Task instructions
From the items, copy word for word each line from the one containing "Expected behaviour: for every instance of the crowd" to the one containing "x=871 y=225", keeping both of those lines.
___ Data shown ___
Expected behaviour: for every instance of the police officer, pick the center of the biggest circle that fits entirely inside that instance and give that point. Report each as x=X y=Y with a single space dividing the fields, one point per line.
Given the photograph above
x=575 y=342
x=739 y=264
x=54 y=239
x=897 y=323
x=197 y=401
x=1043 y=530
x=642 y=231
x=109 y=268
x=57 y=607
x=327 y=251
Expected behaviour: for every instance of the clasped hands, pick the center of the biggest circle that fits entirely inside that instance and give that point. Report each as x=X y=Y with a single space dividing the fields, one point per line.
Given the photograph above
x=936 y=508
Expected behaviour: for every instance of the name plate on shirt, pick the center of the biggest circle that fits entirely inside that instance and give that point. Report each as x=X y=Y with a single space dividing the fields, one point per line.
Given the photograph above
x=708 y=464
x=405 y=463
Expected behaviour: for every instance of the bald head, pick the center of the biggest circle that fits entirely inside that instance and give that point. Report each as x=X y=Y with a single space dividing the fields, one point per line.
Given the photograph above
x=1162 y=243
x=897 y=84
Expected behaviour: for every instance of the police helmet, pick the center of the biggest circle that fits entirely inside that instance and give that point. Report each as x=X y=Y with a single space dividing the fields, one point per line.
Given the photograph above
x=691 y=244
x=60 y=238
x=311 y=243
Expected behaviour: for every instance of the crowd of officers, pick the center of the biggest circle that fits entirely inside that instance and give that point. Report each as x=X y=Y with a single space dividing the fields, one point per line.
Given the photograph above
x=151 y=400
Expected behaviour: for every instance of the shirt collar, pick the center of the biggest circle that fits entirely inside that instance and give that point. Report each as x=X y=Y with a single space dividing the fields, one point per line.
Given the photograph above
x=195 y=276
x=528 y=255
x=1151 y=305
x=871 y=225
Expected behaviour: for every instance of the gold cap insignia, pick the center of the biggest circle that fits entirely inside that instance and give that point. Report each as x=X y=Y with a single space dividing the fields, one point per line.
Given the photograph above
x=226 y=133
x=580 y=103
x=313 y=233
___
Task answer
Expected behaviour: for every instance of the crowd of officers, pick the center of the biggest circle that fits entirely inside that instance and give that point. Report each as x=X y=Y with a single space dividing the fields, one point per line.
Given the photograph above
x=151 y=400
Expected behaviour: for every instance of the shirt collar, pick the center of the biggest circle that fits entirely inside that instance and give that point. Report each as x=X y=Y with a single space dividing the fields, one point per line.
Given the photograph above
x=195 y=276
x=528 y=255
x=1151 y=305
x=871 y=225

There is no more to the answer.